== Problem requirements ==
For the listing beneath, state how many lines contain the string "instance". Give the number by itself.

== Extracted material ==

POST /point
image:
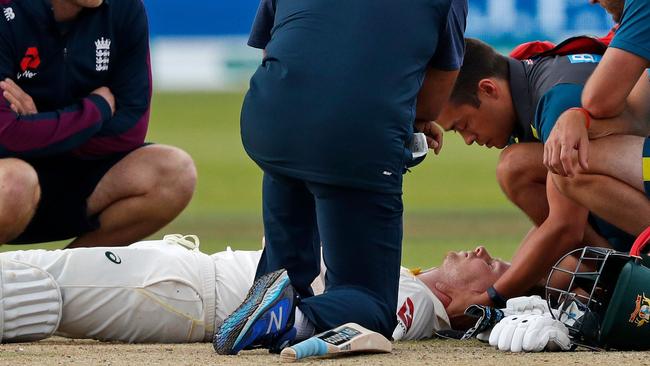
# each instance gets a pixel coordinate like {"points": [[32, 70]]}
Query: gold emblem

* * *

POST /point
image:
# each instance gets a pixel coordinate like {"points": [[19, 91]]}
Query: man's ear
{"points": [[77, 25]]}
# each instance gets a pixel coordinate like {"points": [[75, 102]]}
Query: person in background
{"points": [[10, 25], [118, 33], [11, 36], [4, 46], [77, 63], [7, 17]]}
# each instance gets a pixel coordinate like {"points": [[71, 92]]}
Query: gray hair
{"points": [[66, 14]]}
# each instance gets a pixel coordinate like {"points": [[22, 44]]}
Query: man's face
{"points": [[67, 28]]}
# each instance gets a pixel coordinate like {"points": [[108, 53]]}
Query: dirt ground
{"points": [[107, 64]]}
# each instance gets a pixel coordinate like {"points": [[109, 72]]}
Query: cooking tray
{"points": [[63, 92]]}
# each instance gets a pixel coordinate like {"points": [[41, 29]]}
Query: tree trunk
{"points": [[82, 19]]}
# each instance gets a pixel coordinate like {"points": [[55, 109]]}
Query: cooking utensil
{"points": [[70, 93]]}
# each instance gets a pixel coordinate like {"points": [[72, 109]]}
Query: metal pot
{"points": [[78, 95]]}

== Answer for this exercise ==
10